◆ Records to process ◆
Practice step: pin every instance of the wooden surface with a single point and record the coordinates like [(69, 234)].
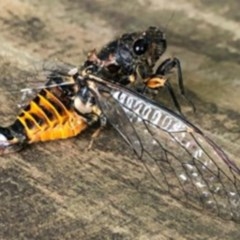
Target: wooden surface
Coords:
[(59, 190)]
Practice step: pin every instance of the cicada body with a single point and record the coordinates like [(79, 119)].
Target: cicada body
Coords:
[(50, 115), (184, 162)]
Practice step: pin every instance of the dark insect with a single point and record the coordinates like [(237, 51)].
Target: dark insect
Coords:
[(133, 59), (180, 157)]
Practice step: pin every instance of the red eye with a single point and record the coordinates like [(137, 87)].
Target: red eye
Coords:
[(140, 46)]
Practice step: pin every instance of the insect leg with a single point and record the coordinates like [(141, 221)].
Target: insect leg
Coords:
[(164, 68)]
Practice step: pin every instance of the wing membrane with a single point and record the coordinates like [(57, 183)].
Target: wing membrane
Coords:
[(184, 162)]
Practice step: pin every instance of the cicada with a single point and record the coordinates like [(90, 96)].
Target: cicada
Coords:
[(184, 162)]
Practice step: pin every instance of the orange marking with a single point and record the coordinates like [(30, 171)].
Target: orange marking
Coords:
[(155, 82)]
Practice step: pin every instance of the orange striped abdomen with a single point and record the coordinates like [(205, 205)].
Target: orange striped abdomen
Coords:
[(49, 118)]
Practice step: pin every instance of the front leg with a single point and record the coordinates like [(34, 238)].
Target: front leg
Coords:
[(158, 79)]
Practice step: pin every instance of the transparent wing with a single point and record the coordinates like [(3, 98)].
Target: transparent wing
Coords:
[(184, 162)]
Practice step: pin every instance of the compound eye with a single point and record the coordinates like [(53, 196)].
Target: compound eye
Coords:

◆ What is required ◆
Render the listing above as a numbered list, running from its first line up to and including the line with "[(164, 68)]", and skip any blank lines. Leave the pictures out of your answer.

◆ Solution below ◆
1. Practice step: pin every instance of the wooden surface with a single point and record the coordinates like [(69, 234)].
2. Target: wooden surface
3. Coords:
4. [(59, 190)]
5. Practice step: pin every instance of the cicada body with a single point and record the coordinates like [(79, 119)].
6. Target: cicada body
7. Coords:
8. [(50, 115), (184, 162)]
9. Practice step: pin every instance of the dark insect with a single point and record the coordinates like [(237, 51)].
10. Target: dark insect
11. Coords:
12. [(133, 59), (180, 157)]
13. Practice step: pin every instance of the red eye with a single point and record the coordinates like [(137, 87)].
14. Target: red eye
15. Coords:
16. [(140, 46)]
17. Practice step: pin every instance of the insect leg with a single point and record the coordinates like [(141, 221)].
18. Target: insect leg
19. Coords:
20. [(164, 68)]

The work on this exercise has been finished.